■ Selected extract ■
━━━━━━━━━━━━━━━━

Here's the part of code that I want to run 4 times. Without counters it works as intended: link to next page is retrieved and scraped for relevant data:
def parse_commits_page(self, response):
yield {
'author': response.xpath('//a[#rel="author"]/text()').extract(),
'name': response.xpath('//strong/a/text()').extract(),
'last_commits': response.xpath('//relative-time/text()').extract()
}
next_page = response.xpath('//a[#rel="nofollow"]/#href')[-1].extract()
yield response.follow(next_page, callback=self.parse_commits_page)
Here are the variants of the cycle I tried:
Adding a simple global counter:
count = 0
def parse_commits_page(self, response):
global count
while (count < 4):
yield {
'author': response.xpath('//a[#rel="author"]/text()').extract(),
'name': response.xpath('//strong/a/text()').extract(),
'last_commits': response.xpath('//relative-time/text()').extract()
}
count = count + 1
next_page = response.xpath('//a[#rel="nofollow"]/#href')[-1].extract()
yield response.follow(next_page, callback=self.parse_commits_page)
Adding a sub-function:
def parse_commits_page(self, response):
def grabber( response ):
return {
'author': response.xpath('//a[#rel="author"]/text()').extract(),
'name': response.xpath('//strong/a/text()').extract(),
'last_commits': response.xpath('//relative-time/text()').extract()
}
yield grabber( response )
for i in range(3):
yield response.follow(
response.xpath('//a[#rel="nofollow"]/#href')[-1].extract(),
callback=grabber
)
In case of counter the response value is updated either once (if placed as in this code) or not at all if count = count + 1 is placed at the end.
In case of sub function response is updated only on the last iteration, resulting in 2 scraped pages instead of 4.

━━━━━━━━━━━━━━━━

■ Supplied material ■
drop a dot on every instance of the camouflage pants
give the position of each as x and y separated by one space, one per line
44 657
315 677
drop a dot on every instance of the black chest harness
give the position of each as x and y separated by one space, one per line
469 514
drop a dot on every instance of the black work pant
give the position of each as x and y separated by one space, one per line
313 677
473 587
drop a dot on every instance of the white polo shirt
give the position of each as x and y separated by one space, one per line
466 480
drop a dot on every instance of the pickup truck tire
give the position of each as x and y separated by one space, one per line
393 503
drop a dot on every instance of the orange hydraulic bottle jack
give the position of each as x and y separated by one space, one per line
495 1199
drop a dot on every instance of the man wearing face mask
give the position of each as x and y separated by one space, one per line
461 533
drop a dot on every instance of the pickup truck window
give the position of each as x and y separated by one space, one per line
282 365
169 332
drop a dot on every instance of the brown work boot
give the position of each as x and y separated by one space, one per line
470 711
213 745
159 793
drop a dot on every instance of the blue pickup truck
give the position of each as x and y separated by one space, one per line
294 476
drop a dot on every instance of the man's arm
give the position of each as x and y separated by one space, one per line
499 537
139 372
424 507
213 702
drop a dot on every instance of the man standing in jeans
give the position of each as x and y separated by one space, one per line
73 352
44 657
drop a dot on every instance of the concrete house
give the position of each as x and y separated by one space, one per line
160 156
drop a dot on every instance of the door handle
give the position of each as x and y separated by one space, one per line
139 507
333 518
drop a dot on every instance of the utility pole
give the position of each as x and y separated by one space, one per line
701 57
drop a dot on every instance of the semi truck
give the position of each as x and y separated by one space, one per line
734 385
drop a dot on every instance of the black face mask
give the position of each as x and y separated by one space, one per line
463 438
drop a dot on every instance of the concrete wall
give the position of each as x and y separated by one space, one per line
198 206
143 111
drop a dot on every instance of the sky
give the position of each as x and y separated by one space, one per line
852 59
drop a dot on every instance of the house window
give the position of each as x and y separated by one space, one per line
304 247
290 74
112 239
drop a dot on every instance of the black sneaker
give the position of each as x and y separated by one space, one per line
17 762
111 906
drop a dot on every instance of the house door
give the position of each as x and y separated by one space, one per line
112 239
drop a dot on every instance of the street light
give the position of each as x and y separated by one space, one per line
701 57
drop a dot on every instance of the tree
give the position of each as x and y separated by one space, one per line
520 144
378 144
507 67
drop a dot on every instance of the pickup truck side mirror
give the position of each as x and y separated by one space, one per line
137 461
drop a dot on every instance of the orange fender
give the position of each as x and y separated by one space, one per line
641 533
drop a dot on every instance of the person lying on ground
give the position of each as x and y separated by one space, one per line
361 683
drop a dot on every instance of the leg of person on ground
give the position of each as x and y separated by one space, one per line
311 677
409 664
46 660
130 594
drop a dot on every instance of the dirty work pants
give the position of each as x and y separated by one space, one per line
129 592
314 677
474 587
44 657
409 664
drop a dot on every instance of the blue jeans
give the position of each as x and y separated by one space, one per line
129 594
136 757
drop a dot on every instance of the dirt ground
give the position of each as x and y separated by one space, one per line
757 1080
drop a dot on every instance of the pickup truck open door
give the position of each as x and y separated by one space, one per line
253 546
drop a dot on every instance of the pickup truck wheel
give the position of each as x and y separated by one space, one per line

━━━━━━━━━━━━━━━━

■ Objective 1 ■
Translate this sentence from the post on the scraping loop into Spanish: "In case of sub function response is updated only on the last iteration, resulting in 2 scraped pages instead of 4."
■ Objective 2 ■
Carry the post on the scraping loop forward from its final sentence.

■ Exercise answer 1 ■
En el caso de la subfunción, response se actualiza solo en la última iteración, lo que da como resultado 2 páginas extraídas en lugar de 4.

■ Exercise answer 2 ■
What is the correct way to implement the cycle so that variables are updated as intended?
Here's complete code if that helps(I use 4 defs instead of a cycle right now):
# -*- coding: utf-8 -*-
import scrapy
from random import randint
from time import sleep
BASE_URL = 'https://github.com'
class DiscoverSpider(scrapy.Spider):
name = 'discover_commits_new'
allowed_domains = ['github.com']
start_urls = ['https://github.com/search?utf8=%E2%9C%93&q=stars%3E100&ref=simplesearch']
def parse(self, response):
# Select all the project urls on page
project = BASE_URL + response.xpath('//h3/a[#class="v-align-middle"]/#href').extract_first()
yield response.follow(project, self.parse_project)
# Random wait, so GitHub doesn't ban me right away
sleep(randint(5,20))
# Follow to the next page when every project on this one is scraped
next_page = response.xpath('//a[#rel="next"]/#href').extract_first()
if next_page is not None:
next_page = BASE_URL + next_page
: yield response.follow(next_page, callback=self.parse)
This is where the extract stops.